=== The problem ===
Reproduce the data below word for word, starting with the line that contains "Find the multi-story" and continuing through the last line of the data.

------------------------------

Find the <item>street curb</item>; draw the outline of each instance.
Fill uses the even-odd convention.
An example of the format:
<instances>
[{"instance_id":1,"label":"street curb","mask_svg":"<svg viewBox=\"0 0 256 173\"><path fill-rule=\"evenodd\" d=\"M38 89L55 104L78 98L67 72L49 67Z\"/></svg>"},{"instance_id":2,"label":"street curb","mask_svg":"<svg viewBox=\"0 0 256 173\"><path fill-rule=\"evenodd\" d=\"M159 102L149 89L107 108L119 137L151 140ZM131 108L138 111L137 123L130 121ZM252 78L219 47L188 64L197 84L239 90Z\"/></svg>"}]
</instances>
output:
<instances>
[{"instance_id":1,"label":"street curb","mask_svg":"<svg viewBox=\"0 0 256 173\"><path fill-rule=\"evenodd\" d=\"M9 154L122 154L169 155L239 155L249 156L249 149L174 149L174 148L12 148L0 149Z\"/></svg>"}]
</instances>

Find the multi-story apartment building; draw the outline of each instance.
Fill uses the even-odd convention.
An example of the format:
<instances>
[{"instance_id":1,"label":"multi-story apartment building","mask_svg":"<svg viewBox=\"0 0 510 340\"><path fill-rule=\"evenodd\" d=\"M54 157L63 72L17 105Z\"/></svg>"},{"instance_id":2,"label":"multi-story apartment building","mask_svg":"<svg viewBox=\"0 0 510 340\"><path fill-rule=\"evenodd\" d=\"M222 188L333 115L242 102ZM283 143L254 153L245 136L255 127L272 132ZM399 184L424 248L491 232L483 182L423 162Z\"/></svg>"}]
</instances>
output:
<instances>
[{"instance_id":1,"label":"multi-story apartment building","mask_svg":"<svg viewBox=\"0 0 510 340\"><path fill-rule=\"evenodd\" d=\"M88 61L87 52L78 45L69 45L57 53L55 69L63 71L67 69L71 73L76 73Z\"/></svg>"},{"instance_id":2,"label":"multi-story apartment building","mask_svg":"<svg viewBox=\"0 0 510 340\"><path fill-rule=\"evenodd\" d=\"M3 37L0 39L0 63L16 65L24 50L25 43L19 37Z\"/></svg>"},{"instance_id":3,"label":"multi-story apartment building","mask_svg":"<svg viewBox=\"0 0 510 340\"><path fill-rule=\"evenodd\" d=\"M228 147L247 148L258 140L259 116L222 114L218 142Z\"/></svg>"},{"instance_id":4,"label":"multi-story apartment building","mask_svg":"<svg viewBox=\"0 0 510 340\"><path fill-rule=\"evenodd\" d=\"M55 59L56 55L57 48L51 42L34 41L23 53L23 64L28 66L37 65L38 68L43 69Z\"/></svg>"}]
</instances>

------------------------------

=== Task output ===
Find the multi-story apartment building; draw the outline of each instance.
Fill uses the even-odd convention.
An example of the format:
<instances>
[{"instance_id":1,"label":"multi-story apartment building","mask_svg":"<svg viewBox=\"0 0 510 340\"><path fill-rule=\"evenodd\" d=\"M54 157L63 72L17 105Z\"/></svg>"},{"instance_id":2,"label":"multi-story apartment building","mask_svg":"<svg viewBox=\"0 0 510 340\"><path fill-rule=\"evenodd\" d=\"M222 188L333 115L242 102ZM283 143L254 153L245 136L255 127L272 132ZM399 184L424 248L491 232L483 182L423 162Z\"/></svg>"}]
</instances>
output:
<instances>
[{"instance_id":1,"label":"multi-story apartment building","mask_svg":"<svg viewBox=\"0 0 510 340\"><path fill-rule=\"evenodd\" d=\"M88 61L87 52L78 45L69 45L57 53L55 69L63 71L67 69L71 73L76 73Z\"/></svg>"},{"instance_id":2,"label":"multi-story apartment building","mask_svg":"<svg viewBox=\"0 0 510 340\"><path fill-rule=\"evenodd\" d=\"M3 37L0 39L0 63L16 65L24 50L25 43L19 37Z\"/></svg>"},{"instance_id":3,"label":"multi-story apartment building","mask_svg":"<svg viewBox=\"0 0 510 340\"><path fill-rule=\"evenodd\" d=\"M228 147L247 148L258 140L259 116L222 114L218 142Z\"/></svg>"},{"instance_id":4,"label":"multi-story apartment building","mask_svg":"<svg viewBox=\"0 0 510 340\"><path fill-rule=\"evenodd\" d=\"M55 59L56 55L57 48L51 42L34 41L23 53L23 64L28 66L37 65L38 68L43 69Z\"/></svg>"}]
</instances>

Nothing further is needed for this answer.